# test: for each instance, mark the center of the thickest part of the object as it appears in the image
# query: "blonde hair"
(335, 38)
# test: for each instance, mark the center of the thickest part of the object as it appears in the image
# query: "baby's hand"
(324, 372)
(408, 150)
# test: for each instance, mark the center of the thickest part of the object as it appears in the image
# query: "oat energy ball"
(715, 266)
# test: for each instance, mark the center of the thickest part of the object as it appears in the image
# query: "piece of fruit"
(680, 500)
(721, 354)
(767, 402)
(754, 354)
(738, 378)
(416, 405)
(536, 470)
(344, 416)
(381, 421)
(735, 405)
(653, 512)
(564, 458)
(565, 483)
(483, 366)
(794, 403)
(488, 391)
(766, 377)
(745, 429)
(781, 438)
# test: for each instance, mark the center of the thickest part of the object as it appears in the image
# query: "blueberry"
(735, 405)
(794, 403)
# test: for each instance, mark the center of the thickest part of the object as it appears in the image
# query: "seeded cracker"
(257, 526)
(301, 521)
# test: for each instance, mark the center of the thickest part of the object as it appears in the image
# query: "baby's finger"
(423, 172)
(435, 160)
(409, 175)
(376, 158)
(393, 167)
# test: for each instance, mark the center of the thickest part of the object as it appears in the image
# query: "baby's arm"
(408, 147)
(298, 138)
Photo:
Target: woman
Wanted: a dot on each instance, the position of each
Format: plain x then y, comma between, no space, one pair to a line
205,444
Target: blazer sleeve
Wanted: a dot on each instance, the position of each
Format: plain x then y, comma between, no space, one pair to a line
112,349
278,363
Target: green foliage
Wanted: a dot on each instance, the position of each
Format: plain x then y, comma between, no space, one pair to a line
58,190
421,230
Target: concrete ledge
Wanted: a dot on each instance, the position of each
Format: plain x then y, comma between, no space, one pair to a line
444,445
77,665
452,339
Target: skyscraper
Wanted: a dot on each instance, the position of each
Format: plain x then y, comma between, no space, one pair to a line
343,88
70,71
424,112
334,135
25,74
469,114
= = = = = = =
Without leaving anything out, transcribe the records above exactly.

• **REPLY TO THE EXERCISE**:
# test: for each instance, mark the center of the thickest part of the object as it appears in the image
# query: "blonde hair"
(335, 38)
# test: for each instance, mark the center of the thickest part of the object as it appears in the image
# query: "baby's hand"
(324, 372)
(408, 150)
# test: for each instance, mark the center of the thickest part of the object as it appears in the image
# query: "oat energy ball"
(715, 266)
# test: for each instance, mark the center of the thickest part of the object as it appears in the image
# query: "piece of fruit"
(680, 500)
(721, 354)
(767, 402)
(754, 354)
(738, 378)
(416, 405)
(536, 470)
(344, 416)
(381, 421)
(735, 405)
(653, 512)
(564, 458)
(565, 483)
(483, 366)
(794, 403)
(488, 391)
(766, 377)
(745, 429)
(781, 438)
# test: for each instance, mark the center of the thickest part of the object as it appears in the image
# query: "blueberry"
(735, 405)
(794, 403)
# test: for each instance, mark the center of the thickest part of the object as it appears in the image
# query: "seeded cracker"
(257, 526)
(301, 521)
# test: for each instance, mark the center of the thickest part of the object as it appears in the image
# query: "baby's finger"
(423, 172)
(435, 160)
(409, 175)
(376, 158)
(393, 167)
# test: for each instance, mark the center of the thickest part of the object as it appears in the image
# query: "baby's arm"
(408, 147)
(298, 138)
Photo:
Target: woman
Wanted: a dot on each instance, the position of each
Format: plain x then y, comma between, no space, one pair to a line
205,444
Target: blazer sleeve
Wanted: a dot on each instance, the position of each
Format: plain x then y, comma between, no space, one pair to a line
112,349
278,363
Target: green foliage
Wanted: a dot on each instance, the position of each
Format: plain x then y, comma between, no space, one pair to a line
58,190
421,230
Target: concrete ledge
Wanted: a dot on each instance, the position of each
Format: plain x then y, comma between, no space, one pair to a line
444,445
77,665
452,339
Target: skyscraper
Wanted: a dot on each instance, the position of each
Format: plain x then y, comma between, no space, one pair to a line
343,88
70,71
424,112
334,135
25,74
469,114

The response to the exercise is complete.